Morphological Characters Documentation
Contents
Introduction
This Phyloinformatic Hackathon page describes how one might create phylogenetic data from morpological data. Many phyloinformaticists are exclusively concerned with phylogenetic analysis based on analysis of sequence but an equally important, and vibrant, means of classification uses features or characters from developmental and morphological studies. One could argue further that these two seemingly distinct approaches will eventually unify, as we begin to understand the details of the relationship between gene and physical manifestation.
Regardless of one's data the result will be a tree, and this critical use case discusses how one might create this tree from observations of characters or phenotypes.
Inferring a Phylogenetic Tree from Morphological Characters
Based on the work of Brian Sidlauskas (http://www.duke.edu/~bls16).
Applications
Steps
1. Create a Character Matrix
Mesquite can be used to assemble a spreadsheets of characters. The matrix is a simple 2-dimensional matrix, representing species, characters, and the states of those characters. For example:
Species | Shape of anterior portion of mesethmoid | Overlap of sphenotic by sixth infraorbital in lateral view | Presence or absence of mesocoracoid | Number of teeth |
---|---|---|---|---|
Erethistes pusillus | 0 | 1 | 0 | 3 |
Gymnotus coatesi | 1 | 0 | 1 | 4 |
Gymnotus carapo | 1 | 1 | 0 | 3 |
Key
Number of teeth: 3=three, 4=four
Presence or absence of mesocoracoid: 0 = absent, 1 = present
Shape of anterior portion of mesethmoid: 0 = hooked, 1 = straight
Overlap of sphenotic by sixth infraorbital in lateral view: 0 = bones overlap, 1 = bones do not overlap
2. Create a NEXUS File
- Given a character matrix one can create a NEXUS file using Mesquite.
- Manually add analysis switches to the NEXUS file created by Mesquite, such as
- Heuristic search options
- Outgroup assignments
- Branch and bound
- Number of iterations
Calculating Support Values for a Phylogenetic Tree
Hackathon Contributions
BioPerl and Bio::Phylo
The challenge here is to make matrix objects compatible between BioPerl and Bio::Phylo. BioPerl has an alignment object (i.e. a molecular matrix), but currently no matrix used for categorical data. However, objects implementing AlignI could be modified to allow for non-molecular data - by changing the alphabets used to check for valid characters.

━━━━━━━━━━

== REQUIREMENT 1 ==
How would you render this sentence from the morphological characters page in French: "The matrix is a simple 2-dimensional matrix, representing species, characters, and the states of those characters."?
== REQUIREMENT 2 ==
Can you duplicate the part of the morphological characters page that opens with the words containing "- Manually add" and closes with "for valid characters."?
The lines play no role in this.

== Natural-language object grounding data ==
━━━━━━━━━━

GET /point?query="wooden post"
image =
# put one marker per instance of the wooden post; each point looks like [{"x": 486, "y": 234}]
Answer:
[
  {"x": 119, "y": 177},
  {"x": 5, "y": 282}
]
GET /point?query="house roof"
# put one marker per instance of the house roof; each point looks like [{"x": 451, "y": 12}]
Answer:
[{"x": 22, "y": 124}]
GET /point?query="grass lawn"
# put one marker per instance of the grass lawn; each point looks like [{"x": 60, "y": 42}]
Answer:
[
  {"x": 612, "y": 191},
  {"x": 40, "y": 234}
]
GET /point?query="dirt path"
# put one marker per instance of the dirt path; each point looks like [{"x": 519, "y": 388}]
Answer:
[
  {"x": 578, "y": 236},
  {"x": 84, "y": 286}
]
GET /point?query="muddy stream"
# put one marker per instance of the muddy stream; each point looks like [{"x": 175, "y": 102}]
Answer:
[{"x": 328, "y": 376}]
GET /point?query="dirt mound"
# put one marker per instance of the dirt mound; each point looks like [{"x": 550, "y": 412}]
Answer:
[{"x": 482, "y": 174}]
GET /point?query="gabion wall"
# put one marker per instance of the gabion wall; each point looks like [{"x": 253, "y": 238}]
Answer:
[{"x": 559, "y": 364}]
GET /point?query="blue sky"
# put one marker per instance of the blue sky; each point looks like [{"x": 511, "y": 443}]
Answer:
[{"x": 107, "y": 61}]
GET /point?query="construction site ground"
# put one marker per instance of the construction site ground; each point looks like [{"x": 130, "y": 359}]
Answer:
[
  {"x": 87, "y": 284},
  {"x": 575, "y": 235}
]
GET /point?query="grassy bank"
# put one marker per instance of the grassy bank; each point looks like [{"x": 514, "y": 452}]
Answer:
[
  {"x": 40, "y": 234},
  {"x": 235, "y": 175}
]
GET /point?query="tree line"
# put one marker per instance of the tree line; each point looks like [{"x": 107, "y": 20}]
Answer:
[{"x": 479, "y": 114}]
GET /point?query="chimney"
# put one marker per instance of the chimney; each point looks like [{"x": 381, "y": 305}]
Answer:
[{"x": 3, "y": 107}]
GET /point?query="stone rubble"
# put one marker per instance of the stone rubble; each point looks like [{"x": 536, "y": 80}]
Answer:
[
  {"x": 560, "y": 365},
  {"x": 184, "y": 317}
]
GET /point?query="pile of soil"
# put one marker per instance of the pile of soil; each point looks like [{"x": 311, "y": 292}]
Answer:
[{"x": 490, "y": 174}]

━━━━━━━━━━

== YOUR SOLUTION 1 ==
La matrice est une simple matrice bidimensionnelle, représentant les espèces, les caractères et les états de ces caractères.

== YOUR SOLUTION 2 ==
- Manually add analysis switches to the NEXUS file created by Mesquite, such as
- Heuristic search options
- Outgroup assignments
- Branch and bound
- Number of iterations
Calculating Support Values for a Phylogenetic Tree
Hackathon Contributions
BioPerl and Bio::Phylo
The challenge here is to make matrix objects compatible between BioPerl and Bio::Phylo. BioPerl has an alignment object (i.e. a molecular matrix), but currently no matrix used for categorical data. However, objects implementing AlignI could be modified to allow for non-molecular data - by changing the alphabets used to check for valid characters.